▸ PROBLEM STATEMENT:
Shift every coordinate by -52 in the part of the data that opens with the line containing "Point to the monitor." and closes at the end of the data. Write out that whole part again, keeping each text line as it is and leaving out any picture.

── LISTED ENTRIES ──

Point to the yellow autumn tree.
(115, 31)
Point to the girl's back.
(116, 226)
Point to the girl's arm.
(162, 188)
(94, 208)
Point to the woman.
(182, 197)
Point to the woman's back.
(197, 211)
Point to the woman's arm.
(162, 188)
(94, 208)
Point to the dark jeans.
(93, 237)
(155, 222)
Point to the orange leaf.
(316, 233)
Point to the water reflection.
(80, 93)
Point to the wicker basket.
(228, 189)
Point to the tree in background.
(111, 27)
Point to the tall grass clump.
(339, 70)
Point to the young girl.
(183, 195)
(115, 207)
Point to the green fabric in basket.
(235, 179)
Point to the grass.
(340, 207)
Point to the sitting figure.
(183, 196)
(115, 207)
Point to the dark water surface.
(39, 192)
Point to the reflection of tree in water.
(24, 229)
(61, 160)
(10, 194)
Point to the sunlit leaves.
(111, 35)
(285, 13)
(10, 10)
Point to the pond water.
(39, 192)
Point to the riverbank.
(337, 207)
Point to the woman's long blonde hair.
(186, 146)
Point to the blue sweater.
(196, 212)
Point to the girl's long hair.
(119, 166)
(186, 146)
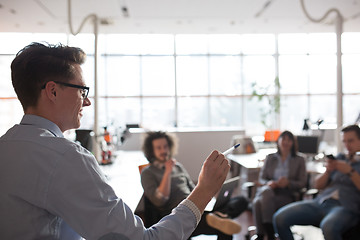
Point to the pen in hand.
(230, 149)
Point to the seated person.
(282, 175)
(336, 209)
(166, 183)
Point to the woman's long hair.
(291, 137)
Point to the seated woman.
(282, 175)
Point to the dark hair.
(37, 64)
(148, 148)
(350, 128)
(292, 137)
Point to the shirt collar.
(41, 122)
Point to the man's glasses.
(84, 90)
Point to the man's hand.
(330, 165)
(272, 184)
(342, 166)
(169, 164)
(212, 175)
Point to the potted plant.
(269, 113)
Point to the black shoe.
(257, 237)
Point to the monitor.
(308, 144)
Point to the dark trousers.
(204, 228)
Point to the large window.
(162, 81)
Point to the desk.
(251, 160)
(124, 177)
(250, 165)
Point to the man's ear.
(50, 89)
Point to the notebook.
(224, 194)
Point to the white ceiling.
(177, 16)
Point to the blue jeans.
(330, 216)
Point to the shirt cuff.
(188, 203)
(160, 196)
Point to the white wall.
(194, 146)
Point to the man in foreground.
(52, 188)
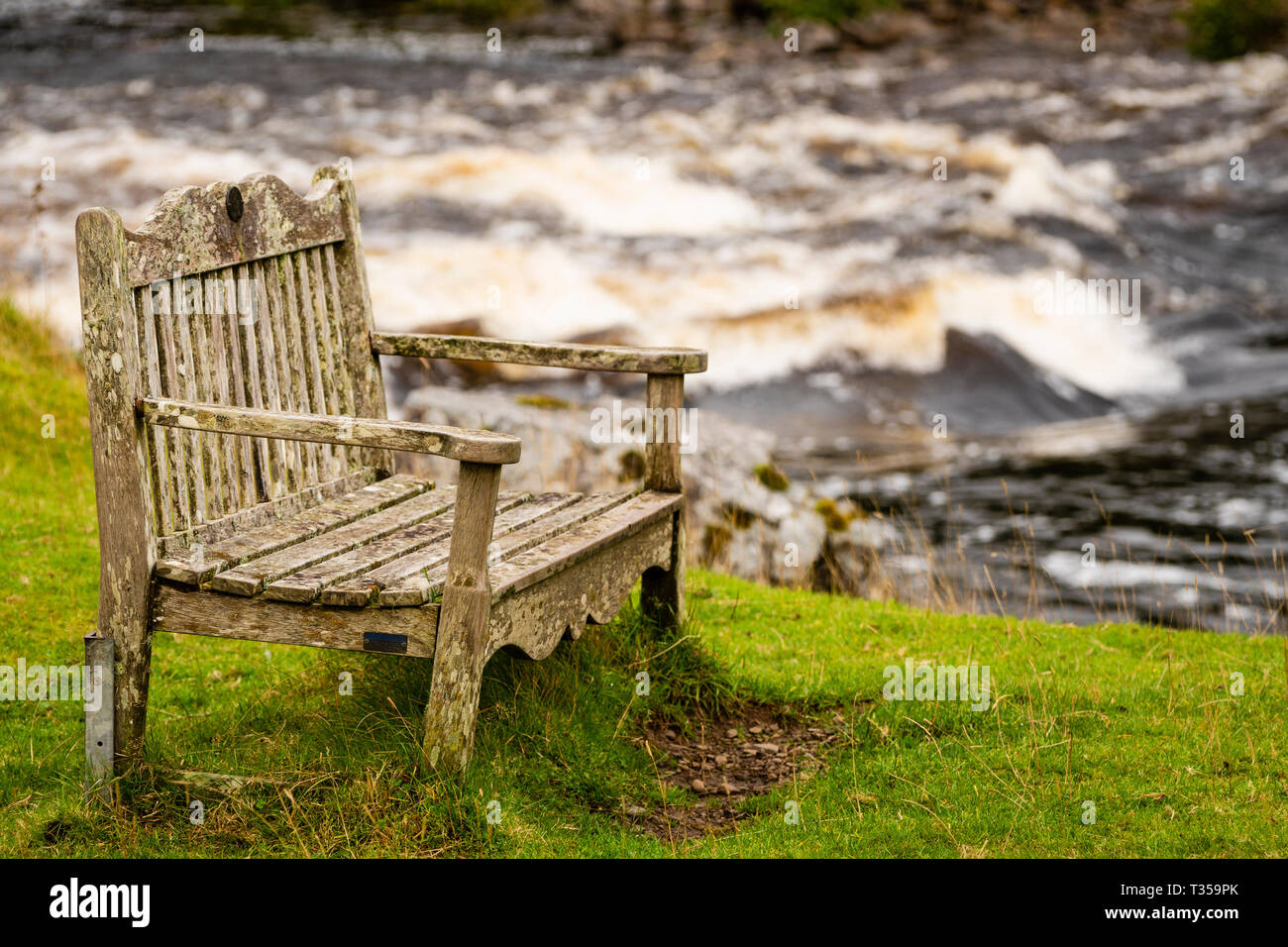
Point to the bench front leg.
(662, 590)
(463, 622)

───

▸ SOLUTION:
Point to the monitor.
(256, 92)
Point to the dark trousers.
(152, 176)
Point to the large window.
(110, 29)
Point to the desk.
(199, 108)
(72, 125)
(198, 113)
Point to the man's ear.
(-2, 37)
Point to the notebook.
(172, 142)
Point to the white ceiling.
(125, -36)
Point to the blue jeans.
(278, 164)
Point to the shirt cuff.
(136, 151)
(108, 144)
Point to the white wall.
(142, 94)
Point to the man in foreground.
(0, 136)
Point to the bench front leg.
(610, 538)
(411, 570)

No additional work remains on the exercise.